# Pointing dataset excerpts
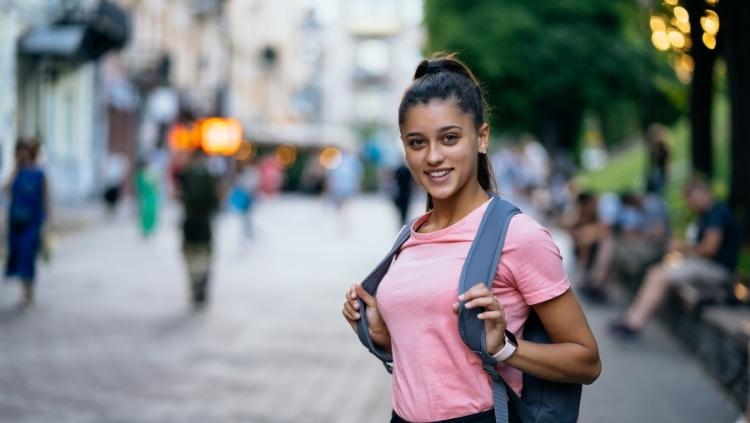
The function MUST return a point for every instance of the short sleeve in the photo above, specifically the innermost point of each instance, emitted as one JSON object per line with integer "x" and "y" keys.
{"x": 533, "y": 261}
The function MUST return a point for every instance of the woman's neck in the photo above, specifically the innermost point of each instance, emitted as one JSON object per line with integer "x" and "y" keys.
{"x": 451, "y": 210}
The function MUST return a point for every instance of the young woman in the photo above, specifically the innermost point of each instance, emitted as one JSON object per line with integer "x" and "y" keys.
{"x": 29, "y": 209}
{"x": 435, "y": 376}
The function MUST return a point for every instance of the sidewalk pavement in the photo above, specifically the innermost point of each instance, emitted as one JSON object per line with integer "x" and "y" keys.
{"x": 112, "y": 338}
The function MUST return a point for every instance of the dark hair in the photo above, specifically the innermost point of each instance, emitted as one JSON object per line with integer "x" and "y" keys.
{"x": 443, "y": 77}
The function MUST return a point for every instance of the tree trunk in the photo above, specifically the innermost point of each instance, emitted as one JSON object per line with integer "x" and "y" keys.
{"x": 561, "y": 127}
{"x": 701, "y": 99}
{"x": 735, "y": 38}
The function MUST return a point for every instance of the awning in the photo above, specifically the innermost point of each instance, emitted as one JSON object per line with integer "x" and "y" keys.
{"x": 79, "y": 34}
{"x": 59, "y": 41}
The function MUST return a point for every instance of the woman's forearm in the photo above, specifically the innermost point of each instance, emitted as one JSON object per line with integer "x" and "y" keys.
{"x": 564, "y": 362}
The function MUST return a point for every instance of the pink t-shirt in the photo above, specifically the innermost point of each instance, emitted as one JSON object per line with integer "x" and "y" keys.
{"x": 435, "y": 376}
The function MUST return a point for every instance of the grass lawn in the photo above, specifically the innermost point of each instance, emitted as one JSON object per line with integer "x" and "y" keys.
{"x": 626, "y": 171}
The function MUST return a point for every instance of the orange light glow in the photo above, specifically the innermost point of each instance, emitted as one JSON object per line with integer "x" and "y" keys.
{"x": 220, "y": 136}
{"x": 660, "y": 40}
{"x": 681, "y": 14}
{"x": 676, "y": 39}
{"x": 710, "y": 22}
{"x": 330, "y": 158}
{"x": 657, "y": 24}
{"x": 709, "y": 40}
{"x": 246, "y": 151}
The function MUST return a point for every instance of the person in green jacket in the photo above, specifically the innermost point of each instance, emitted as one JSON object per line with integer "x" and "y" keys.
{"x": 147, "y": 185}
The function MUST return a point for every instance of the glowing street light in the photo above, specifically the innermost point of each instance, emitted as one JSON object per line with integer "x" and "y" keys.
{"x": 330, "y": 158}
{"x": 676, "y": 39}
{"x": 660, "y": 40}
{"x": 220, "y": 136}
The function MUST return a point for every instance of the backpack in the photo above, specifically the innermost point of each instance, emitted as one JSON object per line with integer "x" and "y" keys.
{"x": 27, "y": 199}
{"x": 198, "y": 187}
{"x": 541, "y": 401}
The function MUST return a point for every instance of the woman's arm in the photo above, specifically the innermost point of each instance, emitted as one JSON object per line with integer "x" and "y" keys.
{"x": 378, "y": 330}
{"x": 572, "y": 356}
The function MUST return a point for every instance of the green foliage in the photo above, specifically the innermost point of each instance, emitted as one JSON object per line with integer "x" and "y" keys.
{"x": 549, "y": 60}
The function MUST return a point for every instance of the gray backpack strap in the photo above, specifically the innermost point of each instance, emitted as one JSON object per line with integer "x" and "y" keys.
{"x": 481, "y": 266}
{"x": 370, "y": 285}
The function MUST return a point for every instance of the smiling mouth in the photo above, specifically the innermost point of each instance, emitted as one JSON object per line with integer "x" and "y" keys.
{"x": 439, "y": 173}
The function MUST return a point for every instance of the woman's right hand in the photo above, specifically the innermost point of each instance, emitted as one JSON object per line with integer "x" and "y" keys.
{"x": 378, "y": 330}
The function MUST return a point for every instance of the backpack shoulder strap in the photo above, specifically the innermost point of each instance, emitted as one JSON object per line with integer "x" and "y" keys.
{"x": 370, "y": 285}
{"x": 480, "y": 266}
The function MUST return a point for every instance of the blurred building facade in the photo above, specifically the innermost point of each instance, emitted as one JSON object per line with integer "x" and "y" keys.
{"x": 309, "y": 72}
{"x": 50, "y": 86}
{"x": 97, "y": 77}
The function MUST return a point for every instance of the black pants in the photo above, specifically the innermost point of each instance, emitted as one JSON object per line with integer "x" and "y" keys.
{"x": 483, "y": 417}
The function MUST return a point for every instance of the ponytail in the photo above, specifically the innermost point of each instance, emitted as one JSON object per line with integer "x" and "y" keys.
{"x": 444, "y": 77}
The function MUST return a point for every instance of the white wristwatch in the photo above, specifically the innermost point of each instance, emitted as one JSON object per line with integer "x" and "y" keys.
{"x": 510, "y": 347}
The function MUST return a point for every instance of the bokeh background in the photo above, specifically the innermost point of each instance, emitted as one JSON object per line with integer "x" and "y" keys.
{"x": 295, "y": 102}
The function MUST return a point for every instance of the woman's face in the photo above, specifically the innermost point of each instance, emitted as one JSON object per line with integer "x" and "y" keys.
{"x": 441, "y": 146}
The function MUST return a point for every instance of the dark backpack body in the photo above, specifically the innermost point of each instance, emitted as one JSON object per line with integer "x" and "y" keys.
{"x": 27, "y": 202}
{"x": 200, "y": 199}
{"x": 543, "y": 401}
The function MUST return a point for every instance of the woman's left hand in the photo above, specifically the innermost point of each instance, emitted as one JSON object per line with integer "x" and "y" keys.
{"x": 493, "y": 315}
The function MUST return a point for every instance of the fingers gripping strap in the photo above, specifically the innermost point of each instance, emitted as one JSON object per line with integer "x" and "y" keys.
{"x": 480, "y": 267}
{"x": 370, "y": 285}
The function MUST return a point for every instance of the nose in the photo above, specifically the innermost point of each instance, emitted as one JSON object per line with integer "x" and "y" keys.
{"x": 434, "y": 155}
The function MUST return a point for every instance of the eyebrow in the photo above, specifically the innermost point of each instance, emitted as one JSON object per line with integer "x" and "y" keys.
{"x": 443, "y": 129}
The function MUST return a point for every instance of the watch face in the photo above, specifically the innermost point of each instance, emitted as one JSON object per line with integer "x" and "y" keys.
{"x": 511, "y": 338}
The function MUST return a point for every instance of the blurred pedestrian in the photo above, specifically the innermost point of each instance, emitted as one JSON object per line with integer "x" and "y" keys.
{"x": 709, "y": 261}
{"x": 30, "y": 208}
{"x": 638, "y": 240}
{"x": 199, "y": 191}
{"x": 404, "y": 189}
{"x": 147, "y": 187}
{"x": 271, "y": 176}
{"x": 115, "y": 171}
{"x": 658, "y": 155}
{"x": 436, "y": 377}
{"x": 343, "y": 182}
{"x": 245, "y": 195}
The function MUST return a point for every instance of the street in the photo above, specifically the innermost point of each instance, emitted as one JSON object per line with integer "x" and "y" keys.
{"x": 113, "y": 339}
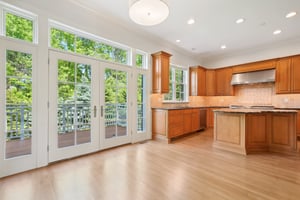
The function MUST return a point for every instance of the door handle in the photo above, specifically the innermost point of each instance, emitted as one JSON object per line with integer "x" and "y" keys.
{"x": 95, "y": 111}
{"x": 101, "y": 110}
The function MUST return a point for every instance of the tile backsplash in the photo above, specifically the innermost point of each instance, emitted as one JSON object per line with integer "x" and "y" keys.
{"x": 256, "y": 94}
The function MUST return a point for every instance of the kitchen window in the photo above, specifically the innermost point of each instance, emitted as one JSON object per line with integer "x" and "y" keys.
{"x": 69, "y": 39}
{"x": 177, "y": 85}
{"x": 19, "y": 24}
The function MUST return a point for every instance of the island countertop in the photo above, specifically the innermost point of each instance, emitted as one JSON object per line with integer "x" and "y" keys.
{"x": 245, "y": 110}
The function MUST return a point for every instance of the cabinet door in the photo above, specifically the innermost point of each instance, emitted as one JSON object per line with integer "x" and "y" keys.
{"x": 295, "y": 74}
{"x": 210, "y": 118}
{"x": 160, "y": 72}
{"x": 197, "y": 81}
{"x": 283, "y": 132}
{"x": 223, "y": 82}
{"x": 283, "y": 78}
{"x": 187, "y": 120}
{"x": 195, "y": 120}
{"x": 298, "y": 124}
{"x": 256, "y": 132}
{"x": 159, "y": 122}
{"x": 210, "y": 82}
{"x": 175, "y": 123}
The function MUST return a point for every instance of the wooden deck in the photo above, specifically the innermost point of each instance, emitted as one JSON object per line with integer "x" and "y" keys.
{"x": 23, "y": 147}
{"x": 189, "y": 168}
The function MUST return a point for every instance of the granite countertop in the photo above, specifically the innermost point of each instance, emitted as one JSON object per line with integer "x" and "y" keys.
{"x": 242, "y": 110}
{"x": 180, "y": 107}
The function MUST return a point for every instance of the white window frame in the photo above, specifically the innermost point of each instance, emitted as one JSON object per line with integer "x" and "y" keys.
{"x": 81, "y": 33}
{"x": 6, "y": 8}
{"x": 173, "y": 82}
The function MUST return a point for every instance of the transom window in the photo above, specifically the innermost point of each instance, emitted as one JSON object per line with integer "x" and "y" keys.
{"x": 19, "y": 25}
{"x": 73, "y": 42}
{"x": 177, "y": 85}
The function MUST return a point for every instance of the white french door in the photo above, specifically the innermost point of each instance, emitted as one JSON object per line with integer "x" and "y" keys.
{"x": 18, "y": 111}
{"x": 89, "y": 107}
{"x": 115, "y": 107}
{"x": 73, "y": 106}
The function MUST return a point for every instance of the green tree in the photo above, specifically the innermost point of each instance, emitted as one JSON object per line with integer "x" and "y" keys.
{"x": 18, "y": 27}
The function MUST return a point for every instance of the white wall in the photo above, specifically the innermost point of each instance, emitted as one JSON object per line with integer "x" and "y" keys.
{"x": 285, "y": 48}
{"x": 70, "y": 14}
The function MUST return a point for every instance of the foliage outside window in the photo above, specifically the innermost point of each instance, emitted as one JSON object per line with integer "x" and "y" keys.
{"x": 141, "y": 103}
{"x": 19, "y": 27}
{"x": 71, "y": 42}
{"x": 177, "y": 85}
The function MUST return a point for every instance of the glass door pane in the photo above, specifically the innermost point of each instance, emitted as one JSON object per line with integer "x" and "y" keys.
{"x": 18, "y": 130}
{"x": 73, "y": 111}
{"x": 74, "y": 103}
{"x": 115, "y": 103}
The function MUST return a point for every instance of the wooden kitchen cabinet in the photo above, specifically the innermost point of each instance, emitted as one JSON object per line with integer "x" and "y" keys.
{"x": 197, "y": 81}
{"x": 223, "y": 82}
{"x": 298, "y": 124}
{"x": 168, "y": 124}
{"x": 256, "y": 132}
{"x": 210, "y": 118}
{"x": 210, "y": 82}
{"x": 288, "y": 75}
{"x": 250, "y": 132}
{"x": 282, "y": 132}
{"x": 160, "y": 72}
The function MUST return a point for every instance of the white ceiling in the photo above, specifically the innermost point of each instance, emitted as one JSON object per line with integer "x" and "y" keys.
{"x": 215, "y": 23}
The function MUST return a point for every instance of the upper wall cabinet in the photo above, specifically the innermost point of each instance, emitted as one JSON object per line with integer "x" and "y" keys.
{"x": 197, "y": 81}
{"x": 160, "y": 72}
{"x": 223, "y": 82}
{"x": 288, "y": 75}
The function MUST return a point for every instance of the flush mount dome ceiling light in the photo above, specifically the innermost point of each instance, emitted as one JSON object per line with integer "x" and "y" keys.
{"x": 148, "y": 12}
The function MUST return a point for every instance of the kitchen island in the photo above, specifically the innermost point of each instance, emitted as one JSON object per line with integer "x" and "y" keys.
{"x": 172, "y": 122}
{"x": 247, "y": 131}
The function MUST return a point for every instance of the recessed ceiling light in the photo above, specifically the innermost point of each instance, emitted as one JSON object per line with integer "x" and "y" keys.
{"x": 291, "y": 14}
{"x": 223, "y": 46}
{"x": 277, "y": 32}
{"x": 191, "y": 21}
{"x": 239, "y": 21}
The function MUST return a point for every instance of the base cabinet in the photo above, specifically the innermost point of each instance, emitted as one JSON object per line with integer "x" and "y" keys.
{"x": 246, "y": 133}
{"x": 168, "y": 124}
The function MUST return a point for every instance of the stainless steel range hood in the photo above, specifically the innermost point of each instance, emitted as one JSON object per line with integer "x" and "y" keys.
{"x": 264, "y": 76}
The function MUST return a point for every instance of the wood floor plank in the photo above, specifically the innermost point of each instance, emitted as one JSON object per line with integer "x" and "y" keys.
{"x": 189, "y": 168}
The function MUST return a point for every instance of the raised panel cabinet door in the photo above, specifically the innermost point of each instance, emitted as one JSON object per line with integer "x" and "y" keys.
{"x": 256, "y": 132}
{"x": 223, "y": 82}
{"x": 196, "y": 120}
{"x": 283, "y": 132}
{"x": 210, "y": 82}
{"x": 159, "y": 122}
{"x": 197, "y": 81}
{"x": 160, "y": 72}
{"x": 295, "y": 74}
{"x": 210, "y": 118}
{"x": 175, "y": 123}
{"x": 298, "y": 124}
{"x": 283, "y": 76}
{"x": 187, "y": 120}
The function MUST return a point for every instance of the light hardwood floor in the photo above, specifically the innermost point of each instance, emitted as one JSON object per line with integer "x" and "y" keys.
{"x": 187, "y": 169}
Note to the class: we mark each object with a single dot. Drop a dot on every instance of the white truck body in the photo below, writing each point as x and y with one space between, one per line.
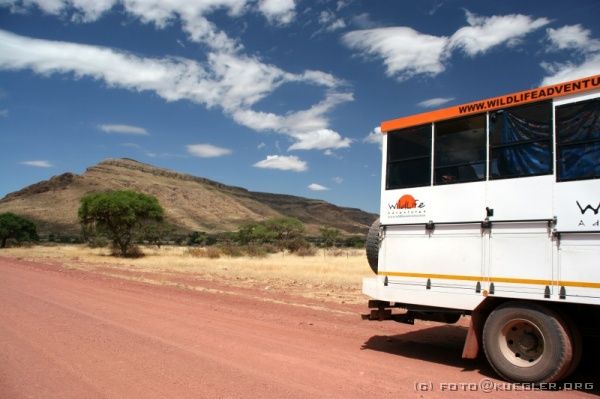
492 209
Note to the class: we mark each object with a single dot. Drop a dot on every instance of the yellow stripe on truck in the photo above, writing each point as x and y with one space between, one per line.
582 284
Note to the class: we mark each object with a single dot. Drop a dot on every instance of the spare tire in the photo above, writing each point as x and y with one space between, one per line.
373 245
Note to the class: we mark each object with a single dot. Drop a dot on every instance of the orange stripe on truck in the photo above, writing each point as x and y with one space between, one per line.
490 104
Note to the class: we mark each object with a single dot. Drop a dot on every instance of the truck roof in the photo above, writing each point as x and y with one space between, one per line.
522 97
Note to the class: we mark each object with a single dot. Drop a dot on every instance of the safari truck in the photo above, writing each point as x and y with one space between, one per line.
491 209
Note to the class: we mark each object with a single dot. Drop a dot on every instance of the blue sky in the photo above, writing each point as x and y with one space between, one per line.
280 96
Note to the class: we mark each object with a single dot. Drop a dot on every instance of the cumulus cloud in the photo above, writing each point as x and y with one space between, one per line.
124 129
230 81
573 37
38 164
483 33
435 102
330 22
374 137
406 52
317 187
278 11
563 72
282 162
584 62
207 150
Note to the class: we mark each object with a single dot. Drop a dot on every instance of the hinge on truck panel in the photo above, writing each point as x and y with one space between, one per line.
562 294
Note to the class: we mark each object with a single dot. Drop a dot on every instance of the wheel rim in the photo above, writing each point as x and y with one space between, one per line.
521 343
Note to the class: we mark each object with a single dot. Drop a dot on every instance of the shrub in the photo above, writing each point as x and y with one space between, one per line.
231 250
133 251
256 251
120 215
306 251
16 228
209 252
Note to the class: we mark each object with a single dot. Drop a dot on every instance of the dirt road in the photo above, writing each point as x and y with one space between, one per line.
72 334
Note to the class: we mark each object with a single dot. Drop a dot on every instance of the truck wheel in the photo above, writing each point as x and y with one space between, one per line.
373 245
525 342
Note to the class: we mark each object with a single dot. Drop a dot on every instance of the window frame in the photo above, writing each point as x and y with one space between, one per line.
549 141
578 143
483 161
428 157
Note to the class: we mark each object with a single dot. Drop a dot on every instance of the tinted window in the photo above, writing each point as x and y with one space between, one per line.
460 150
578 140
521 141
409 158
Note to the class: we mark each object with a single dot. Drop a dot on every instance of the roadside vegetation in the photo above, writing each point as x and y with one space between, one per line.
125 221
16 229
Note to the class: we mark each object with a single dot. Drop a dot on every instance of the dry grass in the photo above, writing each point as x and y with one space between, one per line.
337 278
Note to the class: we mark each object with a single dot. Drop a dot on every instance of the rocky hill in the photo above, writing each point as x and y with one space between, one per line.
191 203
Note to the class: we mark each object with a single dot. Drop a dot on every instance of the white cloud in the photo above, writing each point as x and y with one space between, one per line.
483 33
563 72
278 11
282 162
319 139
207 150
232 82
585 62
374 137
317 187
124 129
38 164
406 52
572 37
330 22
435 102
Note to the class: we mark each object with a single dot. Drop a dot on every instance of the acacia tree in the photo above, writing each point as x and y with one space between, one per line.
120 215
16 227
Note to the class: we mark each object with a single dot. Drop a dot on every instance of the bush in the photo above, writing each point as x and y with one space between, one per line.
231 250
98 242
17 228
306 251
210 252
133 251
256 251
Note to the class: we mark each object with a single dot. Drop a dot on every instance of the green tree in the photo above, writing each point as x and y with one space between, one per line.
330 236
120 215
16 227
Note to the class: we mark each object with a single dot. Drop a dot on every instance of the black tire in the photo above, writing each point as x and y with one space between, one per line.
373 246
526 342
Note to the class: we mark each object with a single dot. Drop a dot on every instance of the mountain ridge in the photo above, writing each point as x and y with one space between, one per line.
191 203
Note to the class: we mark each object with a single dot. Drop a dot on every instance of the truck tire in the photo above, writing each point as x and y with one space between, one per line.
373 245
526 342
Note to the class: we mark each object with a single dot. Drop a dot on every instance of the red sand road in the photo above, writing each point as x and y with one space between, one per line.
72 334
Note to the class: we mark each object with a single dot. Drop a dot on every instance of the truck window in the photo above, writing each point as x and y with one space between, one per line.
409 158
578 140
460 150
521 141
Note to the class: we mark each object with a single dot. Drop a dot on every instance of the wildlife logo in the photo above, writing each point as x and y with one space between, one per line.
406 206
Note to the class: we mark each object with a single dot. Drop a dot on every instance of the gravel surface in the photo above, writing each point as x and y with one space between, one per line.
72 334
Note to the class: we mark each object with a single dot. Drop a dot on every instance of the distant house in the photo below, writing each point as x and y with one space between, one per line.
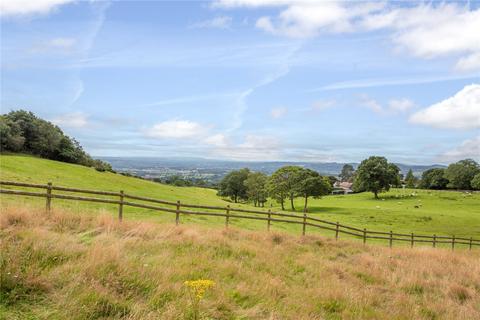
342 187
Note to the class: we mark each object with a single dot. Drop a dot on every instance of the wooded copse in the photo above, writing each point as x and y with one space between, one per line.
21 131
374 174
283 185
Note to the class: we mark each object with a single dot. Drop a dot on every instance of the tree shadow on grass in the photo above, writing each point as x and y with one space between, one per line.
326 210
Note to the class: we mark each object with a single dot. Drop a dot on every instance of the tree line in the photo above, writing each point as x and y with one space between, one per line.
21 131
461 175
374 174
283 185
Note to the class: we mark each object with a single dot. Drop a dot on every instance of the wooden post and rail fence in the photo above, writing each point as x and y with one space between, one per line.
123 199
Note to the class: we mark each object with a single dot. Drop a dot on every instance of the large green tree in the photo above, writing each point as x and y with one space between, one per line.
256 184
22 131
277 188
476 182
233 185
311 184
347 172
410 179
375 174
289 178
434 179
461 173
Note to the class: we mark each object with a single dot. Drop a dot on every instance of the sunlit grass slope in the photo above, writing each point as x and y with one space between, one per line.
419 211
70 266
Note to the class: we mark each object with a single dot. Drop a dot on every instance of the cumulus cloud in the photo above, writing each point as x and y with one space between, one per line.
468 149
425 30
400 105
277 113
71 120
222 22
28 7
253 147
177 129
462 111
471 62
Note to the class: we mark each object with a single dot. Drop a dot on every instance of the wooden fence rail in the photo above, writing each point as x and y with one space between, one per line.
123 199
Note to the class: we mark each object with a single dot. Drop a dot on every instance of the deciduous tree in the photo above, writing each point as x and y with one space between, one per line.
461 173
233 186
375 174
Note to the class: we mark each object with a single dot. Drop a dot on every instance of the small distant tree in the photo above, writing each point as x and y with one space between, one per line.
290 177
476 182
347 173
311 184
277 188
434 179
233 185
375 174
461 173
256 184
332 180
410 179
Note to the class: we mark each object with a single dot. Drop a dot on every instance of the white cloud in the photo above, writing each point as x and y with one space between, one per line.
393 106
253 147
468 149
371 104
71 120
178 129
424 30
462 111
217 140
28 7
400 105
321 105
471 62
222 22
277 113
56 44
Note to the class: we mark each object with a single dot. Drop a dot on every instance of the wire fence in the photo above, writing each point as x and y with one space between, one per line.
122 199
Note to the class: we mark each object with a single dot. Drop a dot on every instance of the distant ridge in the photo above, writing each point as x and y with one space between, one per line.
223 166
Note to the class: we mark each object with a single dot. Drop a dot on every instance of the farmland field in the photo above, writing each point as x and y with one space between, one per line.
419 211
68 266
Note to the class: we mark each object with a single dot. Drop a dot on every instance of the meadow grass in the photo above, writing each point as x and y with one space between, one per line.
66 265
420 211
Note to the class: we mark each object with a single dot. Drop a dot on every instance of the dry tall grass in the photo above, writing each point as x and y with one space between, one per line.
66 266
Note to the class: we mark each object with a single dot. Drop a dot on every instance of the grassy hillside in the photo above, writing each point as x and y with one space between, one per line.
419 211
70 266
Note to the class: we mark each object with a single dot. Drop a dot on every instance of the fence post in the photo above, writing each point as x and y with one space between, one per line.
177 213
120 207
228 217
269 222
304 223
49 197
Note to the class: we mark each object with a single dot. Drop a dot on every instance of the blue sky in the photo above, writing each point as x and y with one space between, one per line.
250 80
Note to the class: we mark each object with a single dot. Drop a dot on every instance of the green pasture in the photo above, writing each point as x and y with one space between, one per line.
419 211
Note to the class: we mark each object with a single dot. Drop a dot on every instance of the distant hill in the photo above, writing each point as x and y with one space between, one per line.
216 169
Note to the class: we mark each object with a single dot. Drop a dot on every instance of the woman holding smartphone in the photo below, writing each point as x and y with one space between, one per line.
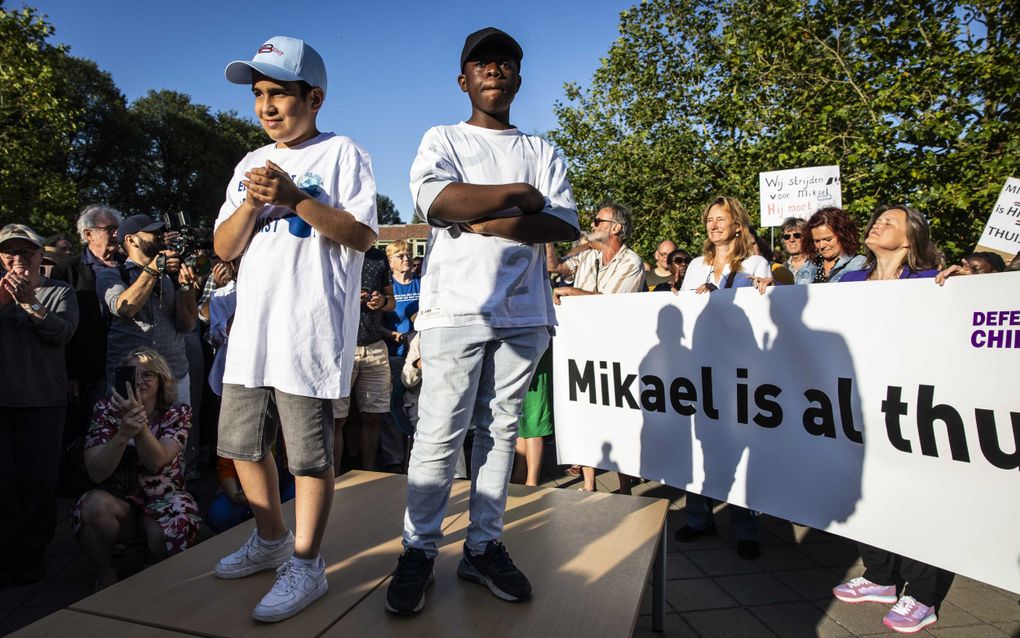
133 449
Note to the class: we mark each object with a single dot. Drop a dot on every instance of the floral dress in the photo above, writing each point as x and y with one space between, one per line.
161 495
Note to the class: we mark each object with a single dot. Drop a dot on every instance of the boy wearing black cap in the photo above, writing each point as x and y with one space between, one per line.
493 195
302 211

# STATED EXERCISE
Leave out each picture and extract the lines from the one containing "of the farmland" through the end of the records above, inclusive, exactly as they stand.

# TASK SOLUTION
Note to the class: we mark each object with a single dot. Drop a dot on every instance of the farmland field in the photo above, writing each point as x and y with one space between, one per line.
419 211
68 266
Note to the class: we mark each object with a single dot. Drop a dot on every instance of the meadow grass in the photo above, writing each point as x and y with one space between, one per line.
66 265
420 211
Note to the class: we mark each object with a single dot. Drop a dot on every instance of the dry tall grass in the photo above, writing each point as x and y with one space between, one per line.
66 266
Note to the class: we mark each object with a single dot. Drop a dot on every instance of the grassy hillside in the photo above, writing each point as x and y with one space between, one per line.
419 211
70 266
Note to the class: we mark each object with a single dot. Drop a dot on every instance of the fence post in the photo above, writing each point as x and y with one space between, one per line.
177 213
120 207
228 217
269 222
304 223
49 197
Note to the class: we mark each object with a single dot. Drop a dot on every instance of the blue sky in the photo above, writing each point as x and y with one space between, one per line.
250 80
Note to the class: we mark each object with a single dot. Drop a dot on every instance of the green pasture in the photo above, writing each point as x and y with one space between, one per line.
419 211
Note to the class: we mark each object with a single dot. Drop a dot on every instance of the distant hill in the photo above, writing each point as x and y with one space between, one per line.
216 169
Note to the class: we mark each object with a single dot. Drop a dot on every instance of the woman holding smartphone in the photo below, writing each point as x and y with one space between, one per line.
133 449
Note to the class: we mark each object with a single dot. Drop a dot on every instance of the floral dress in the photo above, writing each point as x and y with one space between, one per line.
161 495
Note to the class: we mark each object with a single dot. Drop a dot on every instance of the boy wearing black cap in the photo above, writing each point as x and y with one space between, one per line.
493 195
302 211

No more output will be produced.